= Task details =
Each record that follows must be reproduced exactly.

(Saved entries)
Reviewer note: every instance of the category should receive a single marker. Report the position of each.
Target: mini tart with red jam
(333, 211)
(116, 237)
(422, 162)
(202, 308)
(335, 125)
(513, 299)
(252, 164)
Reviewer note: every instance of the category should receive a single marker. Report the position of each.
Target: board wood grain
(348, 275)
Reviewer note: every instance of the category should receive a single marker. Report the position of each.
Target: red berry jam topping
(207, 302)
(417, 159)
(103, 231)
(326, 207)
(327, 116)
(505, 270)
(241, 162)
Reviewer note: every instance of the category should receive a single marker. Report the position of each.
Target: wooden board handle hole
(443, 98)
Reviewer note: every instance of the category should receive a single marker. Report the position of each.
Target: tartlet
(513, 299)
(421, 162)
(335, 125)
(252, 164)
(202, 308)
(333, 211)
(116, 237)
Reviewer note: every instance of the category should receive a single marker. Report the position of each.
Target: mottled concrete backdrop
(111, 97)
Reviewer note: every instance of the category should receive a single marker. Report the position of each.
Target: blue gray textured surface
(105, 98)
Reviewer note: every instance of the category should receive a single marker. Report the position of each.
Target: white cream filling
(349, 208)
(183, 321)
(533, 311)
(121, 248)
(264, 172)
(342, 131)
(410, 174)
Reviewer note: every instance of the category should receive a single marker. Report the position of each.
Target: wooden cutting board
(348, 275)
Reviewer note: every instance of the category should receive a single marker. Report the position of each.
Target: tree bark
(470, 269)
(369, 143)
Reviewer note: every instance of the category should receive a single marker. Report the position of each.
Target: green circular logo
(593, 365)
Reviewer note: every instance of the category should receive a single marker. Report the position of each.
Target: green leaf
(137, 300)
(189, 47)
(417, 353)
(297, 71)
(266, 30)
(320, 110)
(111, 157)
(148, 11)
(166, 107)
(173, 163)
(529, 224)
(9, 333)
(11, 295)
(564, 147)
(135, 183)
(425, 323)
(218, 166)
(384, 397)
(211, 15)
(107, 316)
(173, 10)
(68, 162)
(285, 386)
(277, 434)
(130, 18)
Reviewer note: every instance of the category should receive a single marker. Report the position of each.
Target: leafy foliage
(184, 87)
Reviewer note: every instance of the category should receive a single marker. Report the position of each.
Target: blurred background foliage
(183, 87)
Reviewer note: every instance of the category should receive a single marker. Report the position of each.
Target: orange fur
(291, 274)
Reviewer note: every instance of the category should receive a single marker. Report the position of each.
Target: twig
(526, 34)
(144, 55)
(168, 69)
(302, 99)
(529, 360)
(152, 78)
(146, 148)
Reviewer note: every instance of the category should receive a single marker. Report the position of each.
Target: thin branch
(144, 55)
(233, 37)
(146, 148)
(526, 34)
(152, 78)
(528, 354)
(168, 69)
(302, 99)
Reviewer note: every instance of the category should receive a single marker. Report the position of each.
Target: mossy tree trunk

= Result of this exercise =
Reviewer note: every instance of the category should receive a single marker. Report the position of each.
Target: mini tart with red jam
(333, 211)
(116, 237)
(422, 162)
(202, 308)
(335, 125)
(513, 299)
(252, 164)
Reviewer note: every instance of the category should receive a single marker. Report the position of each.
Target: board wood grain
(348, 275)
Reviewer note: every instance of the category should receive a single marker. Report the position of each.
Target: red berry jam topping
(207, 302)
(417, 159)
(103, 231)
(326, 207)
(327, 116)
(505, 270)
(241, 162)
Reviewer note: every instance of the category should receive a single marker. Report the position of each.
Target: wooden board handle hole
(443, 98)
Reviewer note: every instance of the category should receive a single marker. Report the position of each.
Target: tartlet
(513, 299)
(421, 162)
(335, 125)
(252, 164)
(202, 308)
(333, 211)
(116, 237)
Reviewer note: every instance of the category should receive a single marker. Report the position of each.
Target: mottled concrete backdrop
(111, 97)
Reviewer note: every instance of the category should receive a single marker. Report the position of each.
Target: blue gray textured surface
(105, 98)
Reviewer note: every instance of the category should receive a single marker. Report the position of each.
Target: white cream filling
(349, 208)
(183, 321)
(533, 311)
(121, 248)
(264, 172)
(342, 131)
(410, 174)
Reviewer note: every instance of the category should receive a single marker. Report the position of each.
Target: wooden cutting board
(348, 275)
Reviewer note: every instance of the category should receive a single marker. Report the position of each.
Target: tree bark
(470, 269)
(369, 143)
Reviewer note: every instance of the category should receive a single marker. Report the position of each.
Target: green circular logo
(593, 365)
Reviewer note: every instance of the category should receive a single marker. Report the position of each.
Target: green leaf
(137, 300)
(189, 47)
(417, 353)
(297, 71)
(266, 30)
(320, 110)
(111, 157)
(148, 11)
(166, 107)
(173, 163)
(529, 224)
(9, 333)
(11, 295)
(564, 147)
(135, 183)
(425, 323)
(218, 166)
(384, 397)
(211, 15)
(107, 316)
(173, 10)
(68, 162)
(285, 386)
(277, 434)
(130, 18)
Reviewer note: every instance of the category should receive a single marker. Report the position of each.
Target: leafy foliage
(184, 87)
Reviewer note: every instance of the category should receive a single marker. Report the position of each.
Target: blurred background foliage
(183, 87)
Reviewer note: every instance of the category should receive a single marker. Report the position of each.
Target: orange fur
(291, 274)
Reviewer note: every instance of the category should receive a single marker. Report the position of each.
Target: twig
(526, 34)
(144, 55)
(168, 69)
(302, 99)
(529, 360)
(152, 78)
(146, 148)
Reviewer note: every instance of the category should receive a single marker. Report the position of each.
Target: thin branch
(144, 55)
(233, 37)
(146, 148)
(526, 34)
(152, 78)
(528, 354)
(168, 69)
(302, 99)
Reviewer note: every instance of the category should receive a single marker. Report the position of each.
Target: mossy tree trunk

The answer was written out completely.